- Short problem
Rewrite the material starting at the line containing "target | fog" and ending at the line containing "<point>282,183</point>", adding 39 to both coordinates of each point listed under a "Points:" heading. Keep every other line, including the sample points, unchanged.

BEGIN Given records

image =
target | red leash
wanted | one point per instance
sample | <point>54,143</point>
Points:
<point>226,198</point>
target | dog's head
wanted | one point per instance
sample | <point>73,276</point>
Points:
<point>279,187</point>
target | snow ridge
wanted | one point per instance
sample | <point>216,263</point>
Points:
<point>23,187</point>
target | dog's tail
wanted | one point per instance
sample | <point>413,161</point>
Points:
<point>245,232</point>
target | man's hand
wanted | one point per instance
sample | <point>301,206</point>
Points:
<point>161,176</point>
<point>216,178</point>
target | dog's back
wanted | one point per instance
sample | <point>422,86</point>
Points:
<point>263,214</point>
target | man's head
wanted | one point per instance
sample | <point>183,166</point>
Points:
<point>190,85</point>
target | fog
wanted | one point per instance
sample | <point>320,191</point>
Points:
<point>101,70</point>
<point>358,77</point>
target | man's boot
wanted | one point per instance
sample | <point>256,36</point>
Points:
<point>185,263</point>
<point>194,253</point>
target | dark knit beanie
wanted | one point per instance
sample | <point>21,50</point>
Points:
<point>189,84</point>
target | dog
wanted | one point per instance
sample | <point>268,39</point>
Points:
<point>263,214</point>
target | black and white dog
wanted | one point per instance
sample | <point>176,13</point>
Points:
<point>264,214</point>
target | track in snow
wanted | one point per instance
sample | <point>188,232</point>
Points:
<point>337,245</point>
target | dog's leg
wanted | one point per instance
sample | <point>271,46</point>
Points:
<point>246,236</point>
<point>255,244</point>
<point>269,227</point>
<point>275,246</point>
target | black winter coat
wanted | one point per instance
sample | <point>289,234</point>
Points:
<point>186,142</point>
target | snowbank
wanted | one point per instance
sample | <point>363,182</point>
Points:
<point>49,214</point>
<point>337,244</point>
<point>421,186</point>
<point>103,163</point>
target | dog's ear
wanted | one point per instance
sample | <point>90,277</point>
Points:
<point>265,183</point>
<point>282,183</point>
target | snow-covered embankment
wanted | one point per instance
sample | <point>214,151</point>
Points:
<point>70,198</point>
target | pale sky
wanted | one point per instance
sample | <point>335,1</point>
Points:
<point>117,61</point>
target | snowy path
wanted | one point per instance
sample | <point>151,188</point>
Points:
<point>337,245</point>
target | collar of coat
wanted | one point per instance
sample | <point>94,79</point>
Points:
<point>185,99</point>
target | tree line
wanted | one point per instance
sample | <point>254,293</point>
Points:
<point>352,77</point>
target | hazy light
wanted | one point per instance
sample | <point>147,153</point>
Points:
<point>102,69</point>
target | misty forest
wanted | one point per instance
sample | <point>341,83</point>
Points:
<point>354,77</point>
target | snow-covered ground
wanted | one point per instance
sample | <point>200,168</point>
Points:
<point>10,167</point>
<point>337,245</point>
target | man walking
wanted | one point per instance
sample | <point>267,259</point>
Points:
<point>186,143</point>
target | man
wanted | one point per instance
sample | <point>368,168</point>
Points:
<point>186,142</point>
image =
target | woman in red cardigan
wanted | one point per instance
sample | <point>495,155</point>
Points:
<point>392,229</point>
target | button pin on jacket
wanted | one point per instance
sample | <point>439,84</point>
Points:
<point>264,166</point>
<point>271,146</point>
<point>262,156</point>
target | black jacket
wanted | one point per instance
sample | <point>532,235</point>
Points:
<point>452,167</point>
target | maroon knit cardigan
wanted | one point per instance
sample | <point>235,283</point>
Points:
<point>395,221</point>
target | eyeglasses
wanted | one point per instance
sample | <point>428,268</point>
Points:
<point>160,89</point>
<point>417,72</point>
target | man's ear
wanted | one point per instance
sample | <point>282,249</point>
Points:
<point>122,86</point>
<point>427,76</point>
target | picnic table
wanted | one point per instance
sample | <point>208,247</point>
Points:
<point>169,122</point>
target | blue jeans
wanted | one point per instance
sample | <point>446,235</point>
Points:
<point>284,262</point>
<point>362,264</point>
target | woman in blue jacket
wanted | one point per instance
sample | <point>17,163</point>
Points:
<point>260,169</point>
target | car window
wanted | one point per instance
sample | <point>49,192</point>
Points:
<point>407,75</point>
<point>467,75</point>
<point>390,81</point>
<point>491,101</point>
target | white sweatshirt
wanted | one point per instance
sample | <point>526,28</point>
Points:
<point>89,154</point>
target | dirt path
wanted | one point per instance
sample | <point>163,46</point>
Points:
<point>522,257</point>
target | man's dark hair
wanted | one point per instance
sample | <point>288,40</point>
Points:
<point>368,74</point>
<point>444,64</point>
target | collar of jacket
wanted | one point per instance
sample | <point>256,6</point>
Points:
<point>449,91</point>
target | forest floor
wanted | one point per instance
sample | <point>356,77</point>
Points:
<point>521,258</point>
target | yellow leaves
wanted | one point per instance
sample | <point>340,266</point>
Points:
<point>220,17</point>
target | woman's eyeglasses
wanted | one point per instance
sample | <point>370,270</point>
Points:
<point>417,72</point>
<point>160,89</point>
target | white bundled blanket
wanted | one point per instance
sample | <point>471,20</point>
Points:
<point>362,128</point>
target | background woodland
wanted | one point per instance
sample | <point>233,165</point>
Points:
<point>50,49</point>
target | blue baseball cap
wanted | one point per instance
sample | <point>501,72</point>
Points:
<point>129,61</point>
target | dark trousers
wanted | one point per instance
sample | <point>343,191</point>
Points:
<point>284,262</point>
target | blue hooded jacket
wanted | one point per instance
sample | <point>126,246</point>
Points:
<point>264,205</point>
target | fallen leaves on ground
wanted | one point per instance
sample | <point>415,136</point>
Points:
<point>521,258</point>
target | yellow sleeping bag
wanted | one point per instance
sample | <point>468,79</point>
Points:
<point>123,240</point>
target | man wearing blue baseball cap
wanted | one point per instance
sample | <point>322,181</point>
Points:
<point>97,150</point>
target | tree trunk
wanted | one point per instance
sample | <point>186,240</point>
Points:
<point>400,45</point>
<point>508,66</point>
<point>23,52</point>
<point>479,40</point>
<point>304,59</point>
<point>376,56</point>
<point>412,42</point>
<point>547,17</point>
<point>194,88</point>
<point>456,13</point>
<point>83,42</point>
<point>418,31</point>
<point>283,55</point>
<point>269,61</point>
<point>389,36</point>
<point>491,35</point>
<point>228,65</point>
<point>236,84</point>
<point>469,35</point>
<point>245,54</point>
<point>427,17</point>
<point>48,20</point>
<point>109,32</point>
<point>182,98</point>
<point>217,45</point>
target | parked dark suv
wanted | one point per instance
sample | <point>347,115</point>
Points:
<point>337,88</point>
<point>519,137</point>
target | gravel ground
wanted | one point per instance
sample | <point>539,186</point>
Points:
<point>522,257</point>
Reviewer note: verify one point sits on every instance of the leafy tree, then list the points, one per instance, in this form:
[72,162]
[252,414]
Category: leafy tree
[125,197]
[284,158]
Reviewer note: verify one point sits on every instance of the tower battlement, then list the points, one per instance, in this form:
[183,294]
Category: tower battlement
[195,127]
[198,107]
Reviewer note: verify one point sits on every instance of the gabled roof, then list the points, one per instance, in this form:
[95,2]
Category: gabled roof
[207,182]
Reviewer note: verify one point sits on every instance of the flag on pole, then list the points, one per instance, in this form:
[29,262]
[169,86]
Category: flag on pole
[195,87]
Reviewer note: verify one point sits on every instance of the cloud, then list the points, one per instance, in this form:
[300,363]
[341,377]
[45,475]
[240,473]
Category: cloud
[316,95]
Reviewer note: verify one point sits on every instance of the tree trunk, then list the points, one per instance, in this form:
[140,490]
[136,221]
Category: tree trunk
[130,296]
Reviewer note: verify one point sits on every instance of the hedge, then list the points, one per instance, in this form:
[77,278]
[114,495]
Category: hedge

END Given records

- Task solution
target | fog
wanted | one point per instance
sample | <point>320,191</point>
Points:
<point>140,109</point>
<point>397,116</point>
target | man's boot
wanted | one point per instance
sample | <point>256,36</point>
Points:
<point>224,302</point>
<point>233,292</point>
target | dark knit beanie
wanted | one point per instance
sample | <point>21,50</point>
Points:
<point>228,123</point>
target | dog
wanted | one point per instance
sample | <point>268,39</point>
Points:
<point>302,253</point>
target | black and white dog
wanted | one point per instance
sample | <point>176,13</point>
Points:
<point>303,253</point>
target | track in snow
wanted | one point per instance
sample | <point>188,232</point>
Points:
<point>376,284</point>
target | dog's leg
wanted | one point per instance
sample | <point>271,46</point>
Points:
<point>285,275</point>
<point>294,283</point>
<point>308,266</point>
<point>314,285</point>
target | black winter coat
wanted | one point per instance
sample | <point>289,234</point>
Points:
<point>225,181</point>
target | snowbank
wanted | one point per instance
sample | <point>363,182</point>
Points:
<point>88,253</point>
<point>376,283</point>
<point>460,225</point>
<point>142,202</point>
target | dog's ear
wanted | one point per instance
sample | <point>90,277</point>
Points:
<point>304,222</point>
<point>321,222</point>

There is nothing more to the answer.